--- start of DATA SUPPLIED ---
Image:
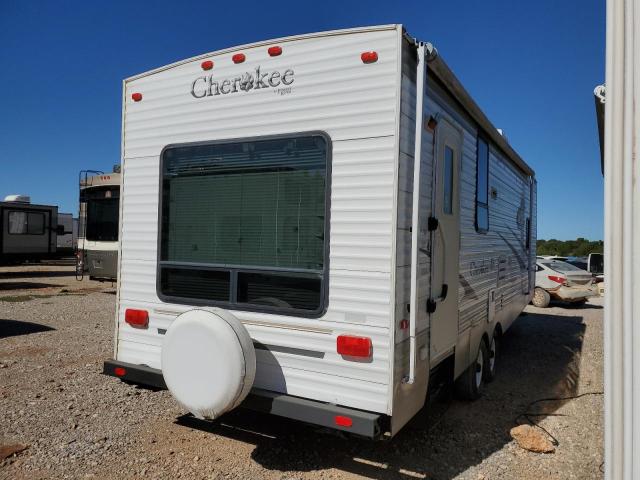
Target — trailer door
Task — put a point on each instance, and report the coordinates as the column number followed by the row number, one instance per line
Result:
column 446, row 239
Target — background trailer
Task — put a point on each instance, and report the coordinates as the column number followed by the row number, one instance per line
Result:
column 320, row 227
column 29, row 231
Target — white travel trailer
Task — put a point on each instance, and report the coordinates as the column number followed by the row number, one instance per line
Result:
column 320, row 227
column 29, row 231
column 67, row 242
column 98, row 217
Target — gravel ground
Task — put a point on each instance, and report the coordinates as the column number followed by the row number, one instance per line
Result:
column 78, row 423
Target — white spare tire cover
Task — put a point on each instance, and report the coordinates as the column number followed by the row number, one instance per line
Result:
column 208, row 362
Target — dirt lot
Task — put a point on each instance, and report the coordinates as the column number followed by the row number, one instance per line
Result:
column 76, row 423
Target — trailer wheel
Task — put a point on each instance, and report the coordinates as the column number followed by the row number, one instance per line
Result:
column 541, row 298
column 492, row 357
column 469, row 385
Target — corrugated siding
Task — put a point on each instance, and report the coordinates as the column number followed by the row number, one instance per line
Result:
column 333, row 92
column 497, row 259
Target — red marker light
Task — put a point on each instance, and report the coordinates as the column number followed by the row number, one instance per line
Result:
column 352, row 346
column 343, row 421
column 557, row 279
column 136, row 318
column 369, row 57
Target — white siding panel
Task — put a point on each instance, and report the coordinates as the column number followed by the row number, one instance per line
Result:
column 334, row 92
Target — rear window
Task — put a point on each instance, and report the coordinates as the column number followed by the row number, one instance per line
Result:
column 26, row 223
column 244, row 224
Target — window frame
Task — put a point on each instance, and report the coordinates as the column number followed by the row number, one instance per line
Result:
column 482, row 230
column 234, row 269
column 28, row 212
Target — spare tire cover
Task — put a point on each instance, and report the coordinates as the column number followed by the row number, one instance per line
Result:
column 208, row 361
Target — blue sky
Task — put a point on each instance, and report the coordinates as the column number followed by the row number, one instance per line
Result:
column 531, row 66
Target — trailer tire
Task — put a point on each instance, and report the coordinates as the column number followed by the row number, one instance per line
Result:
column 469, row 385
column 541, row 298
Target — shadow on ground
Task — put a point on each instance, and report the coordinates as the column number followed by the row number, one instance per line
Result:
column 540, row 358
column 14, row 328
column 5, row 286
column 9, row 274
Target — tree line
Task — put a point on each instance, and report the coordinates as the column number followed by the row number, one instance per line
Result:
column 580, row 247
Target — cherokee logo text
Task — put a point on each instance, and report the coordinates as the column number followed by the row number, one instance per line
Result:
column 206, row 86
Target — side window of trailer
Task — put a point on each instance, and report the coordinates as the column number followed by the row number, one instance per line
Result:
column 482, row 186
column 244, row 224
column 26, row 223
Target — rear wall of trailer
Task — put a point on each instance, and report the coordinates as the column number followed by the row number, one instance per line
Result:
column 333, row 91
column 28, row 230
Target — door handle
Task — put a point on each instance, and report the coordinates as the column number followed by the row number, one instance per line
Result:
column 432, row 303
--- end of DATA SUPPLIED ---
WHAT IS BEING ASKED ->
Copy everything in the entries above from the start down to the line containing "column 208, row 362", both ends included, and leave the pictures out of your answer.

WRITTEN ANSWER ->
Image:
Target — trailer door
Task — put a point on each instance, and report the coordinates as the column number followed by the row number, one instance per line
Result:
column 446, row 239
Target — background trailer
Task — put a point on each instance, and report the coordinates as the column number followed by the row number, one instance per line
Result:
column 320, row 227
column 29, row 231
Target — white travel trailer
Task — put a point on each instance, and report the coordinates as the column number followed by the row number, one instance per line
Result:
column 320, row 227
column 29, row 231
column 67, row 242
column 98, row 217
Target — gravel ground
Task — put a point on each instance, and report the coordinates as the column number followed by the row number, one instance per line
Result:
column 78, row 423
Target — white spare tire cover
Task — put a point on each instance, and report the coordinates as the column number followed by the row number, one instance per line
Result:
column 208, row 362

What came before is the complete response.